◆ **Excerpt**
*** Block opens ***

Probably the most important shift was to "platforms." No longer was publicity something we got to leave to others-- we had to get in there and stomp on those grapes ourselves and get our feet all stained purple and red if we expected to get some wine out of the deal. (Speaking of which, guh-ross!)

Although there was talk of platforms in '97, it's overwhelming now. Agents and editors want to hear your book summary in the first breath, and your platform in the second. Your great book idea is unlikely to sell unless you have something to back up the marketing of that book-- speaking engagements, a radio show, a popular blog, a zillion Twitter followers. Which means that authors today are busier, and less focused on just the writing. We have to be skilled not only in writing great books, but also in making online "friends" and fans, speaking to the media, and generally drawing attention to ourselves. That suits some people fine, and others (like me) wish we could just write and leave the sales to someone else. There's a reason I switched majors away from advertising, you know.

Most of my books are published by large and medium-sized presses. Some are small press books, and I've self-published a few niche titles and one anthology for charity. I wrote a few e-books back in the 90s and early 2000s, and I recently released one exclusively for Kindle. So, in short, I've published books in pretty much every way one can publish books. When I say I've written 19 books, I'm referring only to the ones that have been published by real publishers. In reality, I've probably written more like 26 or 27, but I don't count the others, just because I don't.

If you were looking at a graph of my career as a writer, you'd see a nice steady upward climb, for the most part, since 1997. And then came 2010. What the hell happened in 2010? In my view, publishing collapsed.

It didn't, of course. Books were still being published. But I went from being so in demand that I could pick and choose from a variety of great book offers to having to send out missives to every editor I ever worked with begging for assignments, and those assigmments paid less than they did a year earlier. I had to drop my "minimum" book fee and still couldn't find work. I second-guessed myself. I wondered if I should take up a career better suited to my strengths, like professional basketball. When my daughter told me she wanted to be a ghostwriter when she grew up, I just said, "Awww. That's sweet. Also, no freaking way."

(I didn't say that. She was 3. I would have fired myself as her mother had I said that.)

I confided in my writing friends that I was worried. Did I actually suck as a writer and it just took 13 years to catch up with me? "It's not you," they assured me. "It's everyone."

The publishing world as we have always known it was and is in trouble. At least one major publisher put a moratorium on new submissions, saying that it was not acquiring any new books indefinitely. Bookstores closed. Chain bookstores focused more and more on their cafes and DVDs and gift products and less on books, and still are in trouble. Amazon began selling used books on the same screen as new ones. As the economy tanked, people bought fewer "luxury" books.

One bright light in the well has been the emergence of popular e-readers, which was a long time coming. It took a lot of flops before we saw the Kindle and the Nook. But early evidence suggests that people who use e-readers buy a lot of books-- more than they would buy in print. And that's great, mostly. There's a new article out about how the vast majority of e-reading people claim they still buy almost as many paperbacks and hardcovers as before, but frankly, I don't believe them. And I don't believe that trend will continue if it is true. We're becoming an e-culture, and I, at 35, am already a dinosaur. I love my print books. Moreover, I love writing print books.

*** Block closes ***

[Text-to-region grounding data]

*** Block opens ***

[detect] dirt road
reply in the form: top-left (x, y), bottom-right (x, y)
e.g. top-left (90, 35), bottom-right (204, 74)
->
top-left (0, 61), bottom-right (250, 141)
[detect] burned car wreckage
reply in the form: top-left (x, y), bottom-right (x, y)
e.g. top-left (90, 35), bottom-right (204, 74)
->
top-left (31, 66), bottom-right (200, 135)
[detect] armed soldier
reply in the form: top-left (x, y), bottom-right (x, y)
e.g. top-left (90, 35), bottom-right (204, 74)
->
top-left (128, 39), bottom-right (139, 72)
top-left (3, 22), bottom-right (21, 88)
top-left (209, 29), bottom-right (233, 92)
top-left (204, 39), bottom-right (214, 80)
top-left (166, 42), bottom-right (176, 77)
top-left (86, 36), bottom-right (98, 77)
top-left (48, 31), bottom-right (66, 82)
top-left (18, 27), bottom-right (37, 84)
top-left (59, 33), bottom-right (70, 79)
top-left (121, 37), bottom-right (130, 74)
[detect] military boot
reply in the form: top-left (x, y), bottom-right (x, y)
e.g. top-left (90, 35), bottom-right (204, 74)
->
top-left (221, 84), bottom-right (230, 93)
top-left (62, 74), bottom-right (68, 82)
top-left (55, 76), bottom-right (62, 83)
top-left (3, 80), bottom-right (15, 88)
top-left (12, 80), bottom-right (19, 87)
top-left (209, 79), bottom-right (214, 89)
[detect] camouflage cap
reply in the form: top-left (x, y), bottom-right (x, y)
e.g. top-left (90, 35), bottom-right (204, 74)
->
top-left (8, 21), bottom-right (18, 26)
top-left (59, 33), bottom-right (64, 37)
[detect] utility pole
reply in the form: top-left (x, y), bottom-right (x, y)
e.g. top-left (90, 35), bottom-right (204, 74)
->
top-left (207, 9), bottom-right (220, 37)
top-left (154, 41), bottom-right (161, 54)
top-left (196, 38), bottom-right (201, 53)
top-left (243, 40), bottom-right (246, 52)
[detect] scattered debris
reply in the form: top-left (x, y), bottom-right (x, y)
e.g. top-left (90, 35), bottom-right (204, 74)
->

*** Block closes ***

◆ **Problem 1**
Write out the part of the excerpt on publishing that opens with the words containing "It didn't, of" and closes with "I said that.)", word for word.
◆ **Problem 2**
In the excerpt on publishing, how many books does the writer say have been published by real publishers?
You won't need the listing for any of this.

◆ **Your solution 1**
It didn't, of course. Books were still being published. But I went from being so in demand that I could pick and choose from a variety of great book offers to having to send out missives to every editor I ever worked with begging for assignments, and those assigmments paid less than they did a year earlier. I had to drop my "minimum" book fee and still couldn't find work. I second-guessed myself. I wondered if I should take up a career better suited to my strengths, like professional basketball. When my daughter told me she wanted to be a ghostwriter when she grew up, I just said, "Awww. That's sweet. Also, no freaking way."

(I didn't say that. She was 3. I would have fired myself as her mother had I said that.)

◆ **Your solution 2**
19 books.